═══ Data shown ═══

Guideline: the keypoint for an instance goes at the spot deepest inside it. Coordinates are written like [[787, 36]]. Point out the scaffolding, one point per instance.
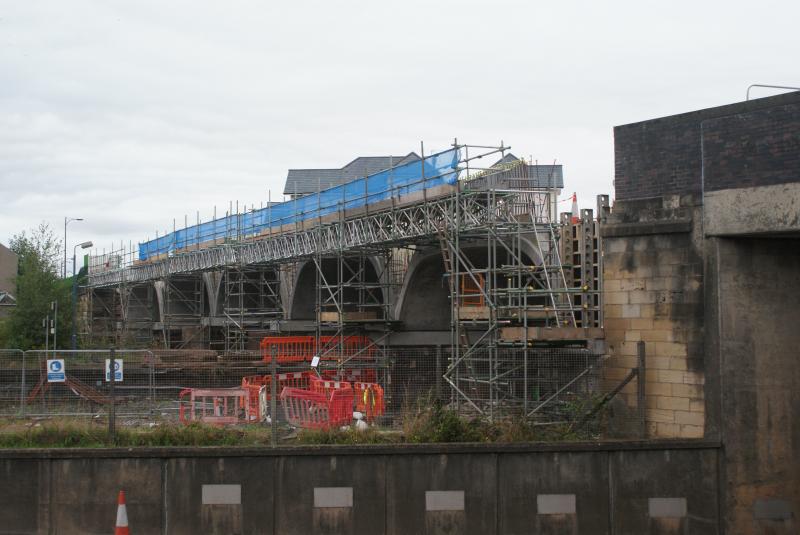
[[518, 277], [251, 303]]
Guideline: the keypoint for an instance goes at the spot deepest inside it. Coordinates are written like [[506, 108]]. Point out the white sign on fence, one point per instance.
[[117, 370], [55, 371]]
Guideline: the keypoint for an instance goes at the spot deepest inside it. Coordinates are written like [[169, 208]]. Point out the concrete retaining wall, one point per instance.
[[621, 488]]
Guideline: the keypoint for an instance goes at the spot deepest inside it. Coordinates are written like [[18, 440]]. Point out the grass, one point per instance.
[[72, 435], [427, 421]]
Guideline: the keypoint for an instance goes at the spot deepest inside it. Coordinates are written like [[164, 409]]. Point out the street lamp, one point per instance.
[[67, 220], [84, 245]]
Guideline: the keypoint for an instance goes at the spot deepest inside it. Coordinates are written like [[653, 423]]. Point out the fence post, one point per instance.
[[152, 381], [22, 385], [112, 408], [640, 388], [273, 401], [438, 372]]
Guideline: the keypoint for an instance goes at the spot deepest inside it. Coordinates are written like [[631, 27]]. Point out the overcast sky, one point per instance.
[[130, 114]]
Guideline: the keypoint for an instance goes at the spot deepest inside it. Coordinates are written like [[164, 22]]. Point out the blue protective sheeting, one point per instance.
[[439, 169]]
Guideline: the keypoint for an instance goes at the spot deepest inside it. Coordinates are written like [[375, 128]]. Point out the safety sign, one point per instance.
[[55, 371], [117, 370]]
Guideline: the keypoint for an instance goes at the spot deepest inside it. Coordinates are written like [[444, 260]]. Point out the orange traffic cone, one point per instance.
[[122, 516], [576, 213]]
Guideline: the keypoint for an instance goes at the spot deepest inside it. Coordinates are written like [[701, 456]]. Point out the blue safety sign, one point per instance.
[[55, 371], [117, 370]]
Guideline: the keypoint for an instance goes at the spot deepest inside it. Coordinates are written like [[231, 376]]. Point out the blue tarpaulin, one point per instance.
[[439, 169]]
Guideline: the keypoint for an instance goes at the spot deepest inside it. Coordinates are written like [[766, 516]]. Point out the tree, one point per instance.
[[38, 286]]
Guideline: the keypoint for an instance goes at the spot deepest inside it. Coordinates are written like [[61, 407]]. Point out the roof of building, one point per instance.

═══

Beginning with the line that has "the safety sign, one point per instance.", set down every line of the entries above through the final one, unchanged.

Guideline: the keypoint for an instance goes at the spot deepest inside it. Coordinates are written like [[375, 128]]. Point out the safety sign, one point per instance.
[[55, 371], [117, 370]]
Guideline: the keypoint for an instance goes at the spot deepest inside it. Coordinates are written like [[444, 260]]. Point out the orange traffic cone, one point per instance.
[[122, 516], [576, 213]]
Guideline: the keypoint for an instance goes at the spot deepest inside it. Coordinates are written like [[701, 456]]. Point out the blue safety sign, one point per instance.
[[55, 371], [117, 370]]
Guideline: the keypoint for an instance goes at the spot deepest inside it. Coordinates are written like [[231, 376]]. Point out the blue tarpaulin, one point per instance.
[[439, 169]]
Guideline: the keypoint for an instance goes at the spot deepest inside it. Coordinates are written like [[766, 516]]. Point out the tree, one point per instance.
[[38, 286]]
Guideline: the keypoint for an instance goes at the spot deepest inside it. Coordinates are written like [[61, 407]]. Point out the roof of building, one point per instance.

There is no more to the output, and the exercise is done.